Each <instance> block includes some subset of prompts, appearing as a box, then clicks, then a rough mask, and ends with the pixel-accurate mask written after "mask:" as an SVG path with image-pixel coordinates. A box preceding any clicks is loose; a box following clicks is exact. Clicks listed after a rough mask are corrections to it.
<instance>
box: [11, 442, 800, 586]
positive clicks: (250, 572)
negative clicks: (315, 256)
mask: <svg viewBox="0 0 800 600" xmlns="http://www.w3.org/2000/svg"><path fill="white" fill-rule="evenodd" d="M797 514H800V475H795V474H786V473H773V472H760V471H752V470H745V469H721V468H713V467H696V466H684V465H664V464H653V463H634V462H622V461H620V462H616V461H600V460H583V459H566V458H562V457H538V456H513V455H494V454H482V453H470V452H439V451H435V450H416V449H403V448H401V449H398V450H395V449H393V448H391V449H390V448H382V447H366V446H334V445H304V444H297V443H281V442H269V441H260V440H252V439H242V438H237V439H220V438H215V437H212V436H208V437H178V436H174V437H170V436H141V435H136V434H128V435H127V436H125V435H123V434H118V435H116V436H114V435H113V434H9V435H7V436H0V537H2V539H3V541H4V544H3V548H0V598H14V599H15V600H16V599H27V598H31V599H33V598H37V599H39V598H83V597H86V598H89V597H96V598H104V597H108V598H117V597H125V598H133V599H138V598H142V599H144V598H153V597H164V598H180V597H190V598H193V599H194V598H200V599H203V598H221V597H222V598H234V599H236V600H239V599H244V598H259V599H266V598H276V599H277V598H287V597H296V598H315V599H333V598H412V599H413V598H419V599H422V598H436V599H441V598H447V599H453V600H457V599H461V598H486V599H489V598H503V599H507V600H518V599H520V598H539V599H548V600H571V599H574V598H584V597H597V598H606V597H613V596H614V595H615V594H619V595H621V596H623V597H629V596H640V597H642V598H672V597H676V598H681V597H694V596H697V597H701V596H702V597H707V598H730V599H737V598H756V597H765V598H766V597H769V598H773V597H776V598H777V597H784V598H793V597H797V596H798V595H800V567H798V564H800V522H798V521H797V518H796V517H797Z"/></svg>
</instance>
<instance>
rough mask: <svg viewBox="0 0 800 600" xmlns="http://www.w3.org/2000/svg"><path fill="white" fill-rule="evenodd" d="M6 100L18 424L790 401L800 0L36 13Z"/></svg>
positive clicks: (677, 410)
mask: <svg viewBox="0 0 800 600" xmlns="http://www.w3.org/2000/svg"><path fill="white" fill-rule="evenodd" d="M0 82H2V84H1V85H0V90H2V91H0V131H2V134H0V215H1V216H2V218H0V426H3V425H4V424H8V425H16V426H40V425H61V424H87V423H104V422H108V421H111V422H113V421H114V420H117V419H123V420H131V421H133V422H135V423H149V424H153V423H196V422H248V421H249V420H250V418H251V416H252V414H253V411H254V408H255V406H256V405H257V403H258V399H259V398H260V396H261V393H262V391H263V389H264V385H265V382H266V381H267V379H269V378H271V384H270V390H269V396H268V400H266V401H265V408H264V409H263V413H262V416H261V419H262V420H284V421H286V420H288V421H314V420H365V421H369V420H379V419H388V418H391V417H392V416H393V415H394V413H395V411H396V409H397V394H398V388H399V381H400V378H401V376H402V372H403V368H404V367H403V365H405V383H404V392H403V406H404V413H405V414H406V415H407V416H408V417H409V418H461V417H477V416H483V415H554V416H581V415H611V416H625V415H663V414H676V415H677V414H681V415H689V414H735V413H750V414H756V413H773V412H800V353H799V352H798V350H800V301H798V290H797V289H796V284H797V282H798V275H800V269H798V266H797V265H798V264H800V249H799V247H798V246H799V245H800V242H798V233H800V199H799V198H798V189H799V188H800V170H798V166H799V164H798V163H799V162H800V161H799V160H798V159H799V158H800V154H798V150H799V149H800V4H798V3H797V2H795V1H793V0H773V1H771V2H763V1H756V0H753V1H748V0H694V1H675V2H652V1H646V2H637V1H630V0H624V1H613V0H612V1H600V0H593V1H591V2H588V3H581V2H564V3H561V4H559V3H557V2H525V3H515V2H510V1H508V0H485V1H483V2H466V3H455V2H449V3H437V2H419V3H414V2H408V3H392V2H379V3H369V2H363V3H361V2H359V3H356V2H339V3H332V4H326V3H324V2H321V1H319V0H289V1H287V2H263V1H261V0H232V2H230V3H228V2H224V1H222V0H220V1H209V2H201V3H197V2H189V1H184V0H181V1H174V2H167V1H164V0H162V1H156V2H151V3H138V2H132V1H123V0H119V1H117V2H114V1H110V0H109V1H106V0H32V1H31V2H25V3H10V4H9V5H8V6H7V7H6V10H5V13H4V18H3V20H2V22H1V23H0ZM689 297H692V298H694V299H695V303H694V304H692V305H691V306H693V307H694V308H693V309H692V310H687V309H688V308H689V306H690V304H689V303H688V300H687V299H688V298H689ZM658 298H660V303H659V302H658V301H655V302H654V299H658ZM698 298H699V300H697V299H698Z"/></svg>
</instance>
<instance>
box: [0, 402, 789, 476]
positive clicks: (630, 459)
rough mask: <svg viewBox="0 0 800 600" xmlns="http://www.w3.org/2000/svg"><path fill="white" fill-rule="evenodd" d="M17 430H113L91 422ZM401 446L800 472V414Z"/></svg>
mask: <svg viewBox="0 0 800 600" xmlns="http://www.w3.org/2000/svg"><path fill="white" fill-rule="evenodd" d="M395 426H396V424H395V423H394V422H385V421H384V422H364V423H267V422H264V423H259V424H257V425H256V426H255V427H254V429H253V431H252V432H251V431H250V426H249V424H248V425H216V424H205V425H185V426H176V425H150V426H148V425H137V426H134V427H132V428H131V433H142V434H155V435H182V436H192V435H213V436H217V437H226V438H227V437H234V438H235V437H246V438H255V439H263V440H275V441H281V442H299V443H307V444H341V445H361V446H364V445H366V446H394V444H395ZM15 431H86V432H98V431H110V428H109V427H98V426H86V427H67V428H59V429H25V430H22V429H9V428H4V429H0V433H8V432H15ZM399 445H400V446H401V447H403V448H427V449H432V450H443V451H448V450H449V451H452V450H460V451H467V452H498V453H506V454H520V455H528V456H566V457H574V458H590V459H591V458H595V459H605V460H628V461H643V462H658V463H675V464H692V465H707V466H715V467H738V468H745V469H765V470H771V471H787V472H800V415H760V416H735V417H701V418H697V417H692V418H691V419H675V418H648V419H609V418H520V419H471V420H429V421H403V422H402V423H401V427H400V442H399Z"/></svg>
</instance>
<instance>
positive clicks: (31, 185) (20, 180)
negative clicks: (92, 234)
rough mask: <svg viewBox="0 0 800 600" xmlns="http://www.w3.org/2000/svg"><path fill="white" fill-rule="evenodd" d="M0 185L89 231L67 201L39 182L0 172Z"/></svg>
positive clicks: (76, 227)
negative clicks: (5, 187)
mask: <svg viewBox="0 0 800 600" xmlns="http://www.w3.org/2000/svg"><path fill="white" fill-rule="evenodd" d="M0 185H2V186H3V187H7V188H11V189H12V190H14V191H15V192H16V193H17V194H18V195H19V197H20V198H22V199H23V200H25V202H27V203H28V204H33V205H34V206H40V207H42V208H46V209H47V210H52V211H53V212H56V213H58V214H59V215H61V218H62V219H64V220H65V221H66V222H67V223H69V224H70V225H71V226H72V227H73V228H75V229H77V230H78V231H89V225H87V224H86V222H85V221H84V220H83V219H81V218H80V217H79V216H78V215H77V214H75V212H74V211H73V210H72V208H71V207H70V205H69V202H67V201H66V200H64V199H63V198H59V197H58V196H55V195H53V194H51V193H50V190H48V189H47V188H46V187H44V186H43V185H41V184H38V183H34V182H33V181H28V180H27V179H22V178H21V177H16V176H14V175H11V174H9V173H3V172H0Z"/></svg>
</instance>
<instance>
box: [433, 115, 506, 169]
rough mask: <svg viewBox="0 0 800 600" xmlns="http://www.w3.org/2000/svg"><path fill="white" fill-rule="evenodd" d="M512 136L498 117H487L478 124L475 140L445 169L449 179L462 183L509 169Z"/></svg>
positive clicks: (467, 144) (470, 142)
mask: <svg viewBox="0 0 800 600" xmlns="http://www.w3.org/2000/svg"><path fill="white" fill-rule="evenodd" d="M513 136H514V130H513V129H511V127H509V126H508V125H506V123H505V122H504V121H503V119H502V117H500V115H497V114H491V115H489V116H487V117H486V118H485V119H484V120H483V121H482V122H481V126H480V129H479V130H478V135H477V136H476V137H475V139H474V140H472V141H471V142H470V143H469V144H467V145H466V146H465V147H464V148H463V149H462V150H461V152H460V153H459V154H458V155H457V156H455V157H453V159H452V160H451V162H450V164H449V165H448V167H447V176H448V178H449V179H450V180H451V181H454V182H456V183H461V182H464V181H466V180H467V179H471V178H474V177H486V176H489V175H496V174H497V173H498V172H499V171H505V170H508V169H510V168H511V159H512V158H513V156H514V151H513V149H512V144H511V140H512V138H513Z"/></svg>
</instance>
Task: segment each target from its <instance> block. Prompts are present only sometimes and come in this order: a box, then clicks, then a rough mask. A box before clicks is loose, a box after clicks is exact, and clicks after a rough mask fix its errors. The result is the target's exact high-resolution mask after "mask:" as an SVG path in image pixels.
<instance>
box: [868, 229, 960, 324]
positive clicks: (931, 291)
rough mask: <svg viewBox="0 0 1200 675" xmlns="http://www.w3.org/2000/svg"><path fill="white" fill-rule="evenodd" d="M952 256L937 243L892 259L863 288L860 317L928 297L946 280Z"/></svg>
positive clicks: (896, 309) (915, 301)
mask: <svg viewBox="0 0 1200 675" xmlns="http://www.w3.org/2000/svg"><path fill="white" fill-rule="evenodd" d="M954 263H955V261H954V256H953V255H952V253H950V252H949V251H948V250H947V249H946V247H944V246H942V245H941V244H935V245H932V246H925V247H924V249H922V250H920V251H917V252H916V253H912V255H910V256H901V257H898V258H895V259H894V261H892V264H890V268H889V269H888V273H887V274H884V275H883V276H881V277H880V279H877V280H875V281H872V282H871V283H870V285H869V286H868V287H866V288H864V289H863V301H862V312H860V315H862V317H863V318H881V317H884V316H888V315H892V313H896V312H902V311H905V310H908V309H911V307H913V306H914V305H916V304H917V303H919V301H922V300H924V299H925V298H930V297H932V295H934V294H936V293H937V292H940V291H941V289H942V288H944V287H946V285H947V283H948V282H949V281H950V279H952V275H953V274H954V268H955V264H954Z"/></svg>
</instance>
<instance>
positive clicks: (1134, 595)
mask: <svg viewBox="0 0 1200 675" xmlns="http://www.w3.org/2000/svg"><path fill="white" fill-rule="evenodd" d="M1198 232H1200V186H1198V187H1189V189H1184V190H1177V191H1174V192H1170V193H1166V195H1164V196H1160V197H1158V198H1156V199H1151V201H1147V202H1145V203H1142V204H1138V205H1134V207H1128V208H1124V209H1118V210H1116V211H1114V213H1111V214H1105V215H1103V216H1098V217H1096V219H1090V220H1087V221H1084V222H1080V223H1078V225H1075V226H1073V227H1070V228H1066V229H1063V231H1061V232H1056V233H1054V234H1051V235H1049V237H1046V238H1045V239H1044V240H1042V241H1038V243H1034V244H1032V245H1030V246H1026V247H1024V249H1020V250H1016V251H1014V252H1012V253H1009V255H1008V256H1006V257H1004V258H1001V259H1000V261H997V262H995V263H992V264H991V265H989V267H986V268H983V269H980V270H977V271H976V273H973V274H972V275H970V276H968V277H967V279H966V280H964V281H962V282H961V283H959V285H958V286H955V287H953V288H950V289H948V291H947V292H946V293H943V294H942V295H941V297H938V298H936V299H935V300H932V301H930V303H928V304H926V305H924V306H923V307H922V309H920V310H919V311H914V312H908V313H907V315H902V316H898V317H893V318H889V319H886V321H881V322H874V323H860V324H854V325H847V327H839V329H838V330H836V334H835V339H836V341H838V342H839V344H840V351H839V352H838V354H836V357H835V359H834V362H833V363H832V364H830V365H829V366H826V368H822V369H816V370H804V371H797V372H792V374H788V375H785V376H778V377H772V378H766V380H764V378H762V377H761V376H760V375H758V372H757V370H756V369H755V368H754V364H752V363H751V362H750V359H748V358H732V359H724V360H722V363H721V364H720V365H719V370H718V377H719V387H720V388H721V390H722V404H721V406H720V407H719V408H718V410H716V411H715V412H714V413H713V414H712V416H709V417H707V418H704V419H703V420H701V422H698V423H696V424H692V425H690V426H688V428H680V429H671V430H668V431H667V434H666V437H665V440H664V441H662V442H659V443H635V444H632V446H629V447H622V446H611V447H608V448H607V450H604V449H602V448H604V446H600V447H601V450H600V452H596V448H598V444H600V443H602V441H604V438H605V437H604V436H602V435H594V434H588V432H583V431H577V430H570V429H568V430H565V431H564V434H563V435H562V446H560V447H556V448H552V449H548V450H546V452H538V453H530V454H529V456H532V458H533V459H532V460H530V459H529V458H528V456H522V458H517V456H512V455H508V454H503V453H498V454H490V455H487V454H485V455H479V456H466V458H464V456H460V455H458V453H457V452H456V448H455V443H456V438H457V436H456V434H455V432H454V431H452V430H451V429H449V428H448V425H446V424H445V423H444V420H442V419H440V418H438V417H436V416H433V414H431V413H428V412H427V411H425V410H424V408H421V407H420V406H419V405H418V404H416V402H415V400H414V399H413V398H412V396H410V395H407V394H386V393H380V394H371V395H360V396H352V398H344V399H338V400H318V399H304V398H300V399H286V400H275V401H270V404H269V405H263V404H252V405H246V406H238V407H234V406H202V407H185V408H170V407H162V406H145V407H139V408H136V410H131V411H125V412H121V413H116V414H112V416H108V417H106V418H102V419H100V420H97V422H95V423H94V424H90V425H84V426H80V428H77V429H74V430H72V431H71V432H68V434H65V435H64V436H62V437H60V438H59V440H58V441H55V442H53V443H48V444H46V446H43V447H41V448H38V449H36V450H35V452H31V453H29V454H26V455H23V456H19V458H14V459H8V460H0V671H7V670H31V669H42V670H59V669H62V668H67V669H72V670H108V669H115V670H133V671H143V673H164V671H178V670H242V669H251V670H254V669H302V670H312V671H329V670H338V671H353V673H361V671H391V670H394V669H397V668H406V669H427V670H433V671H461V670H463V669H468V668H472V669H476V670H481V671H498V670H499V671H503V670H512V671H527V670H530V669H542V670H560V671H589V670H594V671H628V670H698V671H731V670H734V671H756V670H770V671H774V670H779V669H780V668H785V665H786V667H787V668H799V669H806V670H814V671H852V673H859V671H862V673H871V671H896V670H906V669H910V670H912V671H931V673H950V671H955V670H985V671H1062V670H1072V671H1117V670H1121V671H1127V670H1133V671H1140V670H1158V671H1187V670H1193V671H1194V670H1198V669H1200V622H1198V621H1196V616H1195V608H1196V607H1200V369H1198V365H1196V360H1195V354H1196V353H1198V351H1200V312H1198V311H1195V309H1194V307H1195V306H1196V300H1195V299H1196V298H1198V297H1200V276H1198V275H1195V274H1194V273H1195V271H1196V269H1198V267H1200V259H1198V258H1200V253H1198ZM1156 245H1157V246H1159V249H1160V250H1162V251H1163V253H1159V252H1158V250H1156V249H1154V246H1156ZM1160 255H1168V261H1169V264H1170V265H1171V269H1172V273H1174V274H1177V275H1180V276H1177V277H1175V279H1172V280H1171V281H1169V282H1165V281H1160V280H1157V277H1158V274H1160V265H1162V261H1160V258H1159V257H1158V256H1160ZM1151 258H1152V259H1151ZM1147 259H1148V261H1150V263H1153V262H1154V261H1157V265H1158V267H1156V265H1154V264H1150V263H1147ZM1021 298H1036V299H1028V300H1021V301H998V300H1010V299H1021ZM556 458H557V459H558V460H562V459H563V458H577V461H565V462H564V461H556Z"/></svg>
#####
Travail demandé:
Modifiez les lignes qui vont du début du matériel jusqu'à la ligne contenant « negative clicks: (315, 256) », celle-ci incluse, en y remplaçant « rough mask » par « coarse mask ». Reproduisez ces lignes en laissant tout le reste inchangé.

Réponse:
Each <instance> block includes some subset of prompts, appearing as a box, then clicks, then a coarse mask, and ends with the pixel-accurate mask written after "mask:" as an SVG path with image-pixel coordinates. A box preceding any clicks is loose; a box following clicks is exact. Clicks listed after a coarse mask are corrections to it.
<instance>
box: [11, 442, 800, 586]
positive clicks: (250, 572)
negative clicks: (315, 256)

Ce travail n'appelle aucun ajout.